Dataset excerpts:
————————

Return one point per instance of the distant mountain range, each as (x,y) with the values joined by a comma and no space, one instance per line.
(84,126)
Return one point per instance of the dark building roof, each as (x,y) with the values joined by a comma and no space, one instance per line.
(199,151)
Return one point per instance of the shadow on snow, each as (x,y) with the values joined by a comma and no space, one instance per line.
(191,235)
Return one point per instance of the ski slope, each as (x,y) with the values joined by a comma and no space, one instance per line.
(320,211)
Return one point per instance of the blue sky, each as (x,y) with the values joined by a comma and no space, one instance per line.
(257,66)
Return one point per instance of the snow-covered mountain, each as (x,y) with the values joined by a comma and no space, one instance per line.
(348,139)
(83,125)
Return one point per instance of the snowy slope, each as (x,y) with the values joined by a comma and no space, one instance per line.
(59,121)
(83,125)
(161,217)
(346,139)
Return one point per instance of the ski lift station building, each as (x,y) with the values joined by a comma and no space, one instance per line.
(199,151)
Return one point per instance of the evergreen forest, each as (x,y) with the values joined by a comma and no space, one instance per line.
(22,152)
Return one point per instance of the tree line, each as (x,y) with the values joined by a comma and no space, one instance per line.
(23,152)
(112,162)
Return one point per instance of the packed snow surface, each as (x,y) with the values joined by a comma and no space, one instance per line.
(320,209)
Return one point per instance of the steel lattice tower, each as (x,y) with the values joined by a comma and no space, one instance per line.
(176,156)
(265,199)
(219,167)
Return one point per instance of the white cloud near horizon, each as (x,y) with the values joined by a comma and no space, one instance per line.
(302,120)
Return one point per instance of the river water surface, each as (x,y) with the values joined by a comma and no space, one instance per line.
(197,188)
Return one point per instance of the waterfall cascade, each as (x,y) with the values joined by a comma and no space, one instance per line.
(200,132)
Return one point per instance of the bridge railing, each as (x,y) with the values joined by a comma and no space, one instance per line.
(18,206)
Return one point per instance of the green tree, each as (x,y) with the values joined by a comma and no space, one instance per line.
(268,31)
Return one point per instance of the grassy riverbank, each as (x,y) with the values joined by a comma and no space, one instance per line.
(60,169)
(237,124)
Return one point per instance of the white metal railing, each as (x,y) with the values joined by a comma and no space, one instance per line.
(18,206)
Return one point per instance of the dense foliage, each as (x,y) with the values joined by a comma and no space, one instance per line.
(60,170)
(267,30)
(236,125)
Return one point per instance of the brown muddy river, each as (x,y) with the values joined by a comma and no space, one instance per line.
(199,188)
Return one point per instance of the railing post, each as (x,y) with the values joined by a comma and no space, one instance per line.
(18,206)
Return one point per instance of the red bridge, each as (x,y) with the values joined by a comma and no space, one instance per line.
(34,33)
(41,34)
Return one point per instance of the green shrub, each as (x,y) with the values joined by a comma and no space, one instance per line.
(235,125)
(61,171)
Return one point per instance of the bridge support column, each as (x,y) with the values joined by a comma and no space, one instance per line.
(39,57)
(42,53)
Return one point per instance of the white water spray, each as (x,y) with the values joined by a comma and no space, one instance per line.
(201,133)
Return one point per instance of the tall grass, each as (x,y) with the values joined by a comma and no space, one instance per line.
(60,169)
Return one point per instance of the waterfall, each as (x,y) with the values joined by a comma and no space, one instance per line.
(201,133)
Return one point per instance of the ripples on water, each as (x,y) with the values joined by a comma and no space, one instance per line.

————————

Reproduce each entry above character for character.

§ TASK OUTPUT:
Return one point per instance of the distant mountain range, each as (x,y) with the values joined by a comma and no space, one instance per line.
(84,126)
Return one point per instance of the dark building roof, each as (x,y) with the values joined by a comma and no space, one instance per line.
(199,151)
Return one point per instance of the shadow on snow, each as (x,y) with the values joined by a comma and no space, one instance per line.
(191,235)
Return one point per instance of the ski slope, each as (x,y) with the values joined by a comma and no space, one instance per line.
(320,211)
Return one point per instance of the blue sky, each as (x,y) with the values joined by a comma and no space, one instance per line.
(257,66)
Return one point per instance of the snow-covered mountain, each as (x,y) with the values joined by a comma and no space, one instance per line.
(348,139)
(83,125)
Return one point per instance of the snowy slope, each as (x,y) with the values joined by a comma and no space, one instance per line.
(59,121)
(83,125)
(161,217)
(346,139)
Return one point per instance of the ski lift station building, each as (x,y) with the values joined by a comma and no space, one instance per line.
(199,151)
Return one point per instance of the evergreen forest, each as (x,y) with the values joined by a comma and no space, one instance per line.
(22,152)
Return one point per instance of the tree line, each as (x,y) with the values joined by a comma and no space, one instance per line.
(23,152)
(112,162)
Return one point per instance of the packed snow surface, each as (x,y) with the values joined by a comma and no space, one instance per line.
(320,209)
Return one point per instance of the steel lattice tower, each as (x,y) with the values joined by a comma and no space, one instance per line.
(176,156)
(265,199)
(219,167)
Return one point per instance of the white cloud near horizon, each as (x,y) with the values joined by a comma and no space, one instance per line.
(302,120)
Return one point per instance of the river water surface, each as (x,y) with the values joined by a comma and no space, one instance per line.
(197,188)
Return one point per instance of the waterfall cascade, each as (x,y) with the values joined by a comma and no space, one instance per line.
(200,132)
Return one point per instance of the bridge railing, each as (x,y) with the values joined by a comma and no space, one instance per line.
(18,206)
Return one point per instance of the green tree, each as (x,y) with the values joined by a comma and no space, one instance per line.
(268,31)
Return one point per instance of the grassy riverbank, each as (x,y) with the values joined by a comma and no space, one instance per line.
(60,169)
(237,124)
Return one point per instance of the white metal railing, each as (x,y) with the values joined by a comma and no space, one instance per line.
(18,206)
Return one point per instance of the dense foliage, each as (x,y) with the values joined by a comma and no space, one instance per line.
(60,170)
(267,30)
(236,125)
Return one point per instance of the brown muddy river, each as (x,y) with the values joined by a comma and no space, one instance per line.
(199,188)
Return one point per instance of the railing post, each as (x,y) with the values joined by a comma and no space, one instance per line.
(18,206)
Return one point per instance of the red bridge, each as (x,y) with the values joined by a comma and no space, one instance per line.
(34,33)
(41,34)
Return one point per instance of the green shrub, each as (x,y) with the values joined by a comma and no space, one instance per line.
(235,125)
(61,171)
Return one point per instance of the bridge support column, each as (x,y) with the values joined by a comma and no space, one instance per line.
(39,57)
(42,53)
Return one point per instance of the white water spray, each as (x,y) with the values joined by a comma and no space, one instance per line.
(201,133)
Return one point per instance of the tall grass, each as (x,y) with the values joined by a comma and no space, one instance per line.
(60,169)
Return one point per instance of the waterfall, each as (x,y) with the values joined by a comma and no space, one instance per line.
(201,133)
Return one point per instance of the ripples on water, each as (x,y) with the values joined by a comma and no space, one instance per line.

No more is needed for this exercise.